- Task description:
Retype the lines below verbatim, from the line containing "of woman's left" through the line containing "207,168,237,174", both included.

- A sequence of records:
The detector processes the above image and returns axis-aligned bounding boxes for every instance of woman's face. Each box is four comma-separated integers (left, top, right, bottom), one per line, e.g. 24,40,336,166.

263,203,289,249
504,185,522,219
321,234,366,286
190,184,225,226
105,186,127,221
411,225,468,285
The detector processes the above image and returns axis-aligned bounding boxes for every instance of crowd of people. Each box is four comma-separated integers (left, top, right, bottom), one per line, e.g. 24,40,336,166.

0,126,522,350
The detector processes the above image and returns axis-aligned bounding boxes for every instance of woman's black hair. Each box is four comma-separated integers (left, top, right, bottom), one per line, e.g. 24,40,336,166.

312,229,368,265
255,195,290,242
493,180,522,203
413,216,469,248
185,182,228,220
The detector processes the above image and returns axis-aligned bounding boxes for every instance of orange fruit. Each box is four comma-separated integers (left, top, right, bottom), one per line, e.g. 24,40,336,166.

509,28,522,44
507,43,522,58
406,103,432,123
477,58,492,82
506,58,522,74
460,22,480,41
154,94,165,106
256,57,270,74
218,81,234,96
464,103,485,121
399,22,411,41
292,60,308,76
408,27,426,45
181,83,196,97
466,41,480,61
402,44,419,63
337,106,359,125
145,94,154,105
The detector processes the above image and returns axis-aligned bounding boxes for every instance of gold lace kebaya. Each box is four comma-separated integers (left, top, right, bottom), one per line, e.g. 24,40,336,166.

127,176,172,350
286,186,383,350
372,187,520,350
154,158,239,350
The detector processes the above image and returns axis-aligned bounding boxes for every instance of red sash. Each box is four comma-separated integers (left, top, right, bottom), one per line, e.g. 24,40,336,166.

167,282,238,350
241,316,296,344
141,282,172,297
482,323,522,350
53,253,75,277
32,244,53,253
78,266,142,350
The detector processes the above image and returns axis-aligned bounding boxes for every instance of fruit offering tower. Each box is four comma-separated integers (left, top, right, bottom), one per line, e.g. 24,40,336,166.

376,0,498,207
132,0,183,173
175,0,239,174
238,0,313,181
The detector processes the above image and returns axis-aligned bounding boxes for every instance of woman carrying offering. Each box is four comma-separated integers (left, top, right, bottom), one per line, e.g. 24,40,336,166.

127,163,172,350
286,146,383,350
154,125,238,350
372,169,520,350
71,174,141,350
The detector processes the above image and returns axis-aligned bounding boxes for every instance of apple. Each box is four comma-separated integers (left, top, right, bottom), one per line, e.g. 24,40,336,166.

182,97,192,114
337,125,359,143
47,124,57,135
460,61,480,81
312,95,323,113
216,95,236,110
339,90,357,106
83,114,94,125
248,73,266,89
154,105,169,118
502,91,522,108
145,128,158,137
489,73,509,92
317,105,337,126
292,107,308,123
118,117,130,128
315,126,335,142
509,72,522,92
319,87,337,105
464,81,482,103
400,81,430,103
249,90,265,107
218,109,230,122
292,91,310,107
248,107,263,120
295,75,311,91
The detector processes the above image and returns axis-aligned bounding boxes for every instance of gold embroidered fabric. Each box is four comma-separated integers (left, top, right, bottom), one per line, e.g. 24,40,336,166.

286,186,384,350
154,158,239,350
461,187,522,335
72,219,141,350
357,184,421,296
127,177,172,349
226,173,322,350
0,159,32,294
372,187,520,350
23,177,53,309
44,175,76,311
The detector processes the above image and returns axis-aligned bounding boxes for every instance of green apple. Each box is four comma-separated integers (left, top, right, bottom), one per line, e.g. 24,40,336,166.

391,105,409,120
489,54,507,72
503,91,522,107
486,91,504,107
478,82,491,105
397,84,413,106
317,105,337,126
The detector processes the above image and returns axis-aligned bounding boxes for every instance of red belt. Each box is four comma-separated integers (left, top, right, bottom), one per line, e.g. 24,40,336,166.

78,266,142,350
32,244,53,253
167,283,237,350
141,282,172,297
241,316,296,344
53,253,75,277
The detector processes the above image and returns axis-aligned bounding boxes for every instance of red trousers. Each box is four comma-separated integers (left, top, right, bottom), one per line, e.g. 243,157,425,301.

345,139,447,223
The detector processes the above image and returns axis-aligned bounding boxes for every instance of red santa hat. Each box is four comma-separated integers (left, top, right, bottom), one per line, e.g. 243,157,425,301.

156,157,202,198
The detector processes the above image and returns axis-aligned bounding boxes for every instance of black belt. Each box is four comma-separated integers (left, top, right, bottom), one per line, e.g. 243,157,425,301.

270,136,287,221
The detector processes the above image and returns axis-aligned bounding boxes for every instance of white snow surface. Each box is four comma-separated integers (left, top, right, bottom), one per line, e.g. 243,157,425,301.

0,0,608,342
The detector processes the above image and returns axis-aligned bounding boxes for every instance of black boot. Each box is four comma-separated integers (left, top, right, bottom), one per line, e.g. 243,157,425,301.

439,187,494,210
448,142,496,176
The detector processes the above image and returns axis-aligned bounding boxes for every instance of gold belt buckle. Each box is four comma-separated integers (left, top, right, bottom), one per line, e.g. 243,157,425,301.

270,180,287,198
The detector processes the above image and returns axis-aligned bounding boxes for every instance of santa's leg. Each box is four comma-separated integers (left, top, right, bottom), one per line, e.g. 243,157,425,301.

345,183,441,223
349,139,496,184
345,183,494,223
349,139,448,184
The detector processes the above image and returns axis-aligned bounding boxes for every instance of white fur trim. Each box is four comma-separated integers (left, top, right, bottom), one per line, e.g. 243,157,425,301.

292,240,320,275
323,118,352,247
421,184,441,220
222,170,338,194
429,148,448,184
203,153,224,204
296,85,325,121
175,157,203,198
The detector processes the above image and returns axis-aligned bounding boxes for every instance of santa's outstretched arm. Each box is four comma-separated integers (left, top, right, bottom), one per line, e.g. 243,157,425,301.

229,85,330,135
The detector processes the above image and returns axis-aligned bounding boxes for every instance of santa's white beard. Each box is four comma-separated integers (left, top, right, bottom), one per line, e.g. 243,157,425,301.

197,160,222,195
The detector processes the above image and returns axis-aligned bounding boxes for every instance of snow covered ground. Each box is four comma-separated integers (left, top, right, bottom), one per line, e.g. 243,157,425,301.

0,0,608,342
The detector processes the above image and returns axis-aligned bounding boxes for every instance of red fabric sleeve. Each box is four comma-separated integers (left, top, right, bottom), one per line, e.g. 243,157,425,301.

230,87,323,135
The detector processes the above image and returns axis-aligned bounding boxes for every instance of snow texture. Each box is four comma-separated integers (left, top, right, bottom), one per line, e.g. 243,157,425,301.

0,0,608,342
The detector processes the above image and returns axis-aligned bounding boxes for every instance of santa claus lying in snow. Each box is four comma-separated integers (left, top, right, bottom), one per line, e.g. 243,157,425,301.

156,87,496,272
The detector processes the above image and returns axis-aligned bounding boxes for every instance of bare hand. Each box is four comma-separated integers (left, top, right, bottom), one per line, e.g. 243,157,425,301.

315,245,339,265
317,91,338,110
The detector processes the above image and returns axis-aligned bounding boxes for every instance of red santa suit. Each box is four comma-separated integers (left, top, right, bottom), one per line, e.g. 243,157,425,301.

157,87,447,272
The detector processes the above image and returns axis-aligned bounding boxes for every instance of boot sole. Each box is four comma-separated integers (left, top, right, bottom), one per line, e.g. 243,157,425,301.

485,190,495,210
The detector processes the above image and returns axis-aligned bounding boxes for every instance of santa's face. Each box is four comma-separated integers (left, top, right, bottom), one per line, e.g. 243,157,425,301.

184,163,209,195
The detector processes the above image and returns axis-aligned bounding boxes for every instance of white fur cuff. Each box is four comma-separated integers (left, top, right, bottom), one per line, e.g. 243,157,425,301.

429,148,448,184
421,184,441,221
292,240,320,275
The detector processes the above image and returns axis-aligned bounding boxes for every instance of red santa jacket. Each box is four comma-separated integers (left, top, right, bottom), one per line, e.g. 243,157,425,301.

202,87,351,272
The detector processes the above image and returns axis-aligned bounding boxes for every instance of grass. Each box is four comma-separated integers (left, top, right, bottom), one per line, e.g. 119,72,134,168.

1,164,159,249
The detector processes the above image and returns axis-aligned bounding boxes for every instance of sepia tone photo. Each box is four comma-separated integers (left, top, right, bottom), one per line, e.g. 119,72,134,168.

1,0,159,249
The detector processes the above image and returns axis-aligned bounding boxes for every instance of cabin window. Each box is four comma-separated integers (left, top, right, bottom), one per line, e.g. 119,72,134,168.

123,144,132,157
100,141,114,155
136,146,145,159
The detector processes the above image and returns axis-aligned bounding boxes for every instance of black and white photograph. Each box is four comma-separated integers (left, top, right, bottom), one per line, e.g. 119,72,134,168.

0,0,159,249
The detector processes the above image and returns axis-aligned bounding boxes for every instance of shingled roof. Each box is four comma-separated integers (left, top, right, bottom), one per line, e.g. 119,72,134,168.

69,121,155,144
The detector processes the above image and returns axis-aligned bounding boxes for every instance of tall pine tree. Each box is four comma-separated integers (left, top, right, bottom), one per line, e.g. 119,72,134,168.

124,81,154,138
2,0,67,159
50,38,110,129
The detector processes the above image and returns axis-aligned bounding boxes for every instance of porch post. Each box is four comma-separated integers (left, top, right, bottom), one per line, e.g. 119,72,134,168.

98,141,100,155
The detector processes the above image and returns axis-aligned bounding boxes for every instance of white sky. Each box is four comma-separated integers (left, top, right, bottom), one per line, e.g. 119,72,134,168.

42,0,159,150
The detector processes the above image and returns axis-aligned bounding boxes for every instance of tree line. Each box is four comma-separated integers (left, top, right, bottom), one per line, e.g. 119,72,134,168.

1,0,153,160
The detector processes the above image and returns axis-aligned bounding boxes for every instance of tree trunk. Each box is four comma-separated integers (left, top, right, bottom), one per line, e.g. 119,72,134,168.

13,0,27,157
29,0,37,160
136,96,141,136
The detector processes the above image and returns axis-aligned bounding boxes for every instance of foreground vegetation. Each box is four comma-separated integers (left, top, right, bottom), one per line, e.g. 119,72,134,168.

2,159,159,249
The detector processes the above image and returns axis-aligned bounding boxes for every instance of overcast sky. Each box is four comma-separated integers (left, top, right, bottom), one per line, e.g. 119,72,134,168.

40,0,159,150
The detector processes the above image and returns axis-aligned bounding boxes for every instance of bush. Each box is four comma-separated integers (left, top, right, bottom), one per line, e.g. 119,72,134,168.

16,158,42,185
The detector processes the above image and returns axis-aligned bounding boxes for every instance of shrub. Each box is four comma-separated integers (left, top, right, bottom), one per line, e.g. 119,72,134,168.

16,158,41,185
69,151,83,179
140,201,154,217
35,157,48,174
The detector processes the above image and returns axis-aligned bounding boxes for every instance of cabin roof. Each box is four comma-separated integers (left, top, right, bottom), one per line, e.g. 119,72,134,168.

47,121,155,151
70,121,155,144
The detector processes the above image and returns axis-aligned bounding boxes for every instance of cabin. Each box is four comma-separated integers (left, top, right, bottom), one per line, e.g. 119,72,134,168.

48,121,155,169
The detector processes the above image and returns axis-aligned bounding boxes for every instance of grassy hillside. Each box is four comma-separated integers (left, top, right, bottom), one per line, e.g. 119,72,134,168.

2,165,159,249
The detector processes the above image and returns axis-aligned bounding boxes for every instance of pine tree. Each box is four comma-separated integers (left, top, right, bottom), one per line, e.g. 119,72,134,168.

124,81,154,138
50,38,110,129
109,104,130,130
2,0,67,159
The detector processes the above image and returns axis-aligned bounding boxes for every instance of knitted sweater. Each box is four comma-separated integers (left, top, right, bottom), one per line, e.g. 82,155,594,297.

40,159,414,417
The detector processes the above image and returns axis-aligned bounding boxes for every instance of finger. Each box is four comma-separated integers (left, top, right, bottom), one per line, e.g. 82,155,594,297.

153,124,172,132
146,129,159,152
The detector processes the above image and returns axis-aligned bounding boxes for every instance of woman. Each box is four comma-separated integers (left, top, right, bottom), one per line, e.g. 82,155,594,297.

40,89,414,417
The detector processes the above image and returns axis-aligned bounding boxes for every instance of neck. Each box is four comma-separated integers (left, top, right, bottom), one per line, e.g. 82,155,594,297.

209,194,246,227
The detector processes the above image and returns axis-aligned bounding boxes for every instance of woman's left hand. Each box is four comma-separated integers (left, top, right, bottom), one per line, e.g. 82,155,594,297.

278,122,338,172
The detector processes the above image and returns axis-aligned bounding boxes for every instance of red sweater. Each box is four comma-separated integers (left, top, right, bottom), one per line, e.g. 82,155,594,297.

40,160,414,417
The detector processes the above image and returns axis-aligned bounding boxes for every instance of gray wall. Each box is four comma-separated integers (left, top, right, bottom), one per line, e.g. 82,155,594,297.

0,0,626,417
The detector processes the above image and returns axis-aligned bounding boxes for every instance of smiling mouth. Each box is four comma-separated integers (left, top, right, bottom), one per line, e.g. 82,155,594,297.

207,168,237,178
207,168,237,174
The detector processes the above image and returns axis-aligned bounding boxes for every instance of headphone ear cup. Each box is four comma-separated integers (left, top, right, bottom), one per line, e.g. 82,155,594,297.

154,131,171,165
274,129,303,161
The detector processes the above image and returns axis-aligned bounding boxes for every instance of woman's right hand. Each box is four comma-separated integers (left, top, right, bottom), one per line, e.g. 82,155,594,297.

- Complete response:
The detector processes the above image and returns axis-aligned bounding boxes for every instance of woman's left hand. Each box is four comma-separated integers (left, top, right, bottom), one per line, e.g. 82,155,594,297.

278,122,338,172
The detector processes the above image and returns axis-aligned bounding boxes for every instance of red sweater. Each box is four comma-separated integers (left, top, right, bottom), one per line, e.g. 82,155,594,297.

40,160,414,417
The detector processes the above image and returns axis-aligned bounding boxes for every instance of gray wall. Each box is four comma-separated integers (left, top, right, bottom), one per line, e.g. 82,155,594,297.

0,0,626,417
The detector processes the above image and returns axis-aligned bounding boxes for every instance of smiling mouth. Each box is four comma-separated integers (left, top, right, bottom), one per line, e.g. 82,155,594,297.

207,168,237,178
207,168,237,174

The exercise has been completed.